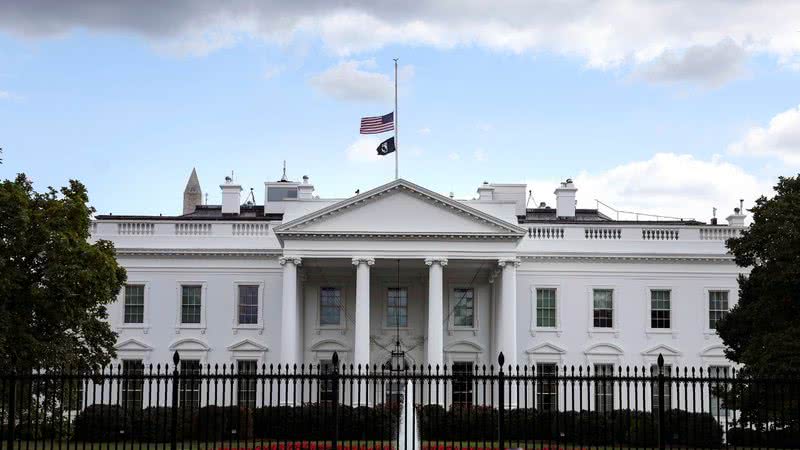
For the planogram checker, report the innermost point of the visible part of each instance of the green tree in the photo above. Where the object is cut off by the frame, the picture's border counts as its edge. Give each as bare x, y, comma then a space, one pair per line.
54, 283
762, 331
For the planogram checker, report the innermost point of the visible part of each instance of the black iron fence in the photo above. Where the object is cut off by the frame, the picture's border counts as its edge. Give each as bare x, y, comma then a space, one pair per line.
327, 406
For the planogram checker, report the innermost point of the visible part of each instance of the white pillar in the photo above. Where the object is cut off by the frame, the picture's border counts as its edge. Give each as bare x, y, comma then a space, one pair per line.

| Problem details |
Once the pictures are set aside, retype the rest of the listing exactly.

| Answer for the task |
For the planogram checker, report the innermost point of the visible part of each instance of the green tree in the photo above. Where the object is cut off by the frame, the picture's border counts as its edge. Give each as bare x, y, comma then a space, one pair per line.
54, 283
762, 331
For the planogram checker, report the innermost point of the visible part of each instance of the black iron fence in the photo above. Where the object is cut off by the frame, the picture's border counts as its edge. Give each as bare x, y, comma then a space, one pair per line.
327, 406
For the planogram checker, report the innermost point of the visible part of each instance of the white pillar in the photo above. Where the object is cut off by the frame, the picture's border counts as its edge. Give each as bare x, y, comma then a space, one pair per line.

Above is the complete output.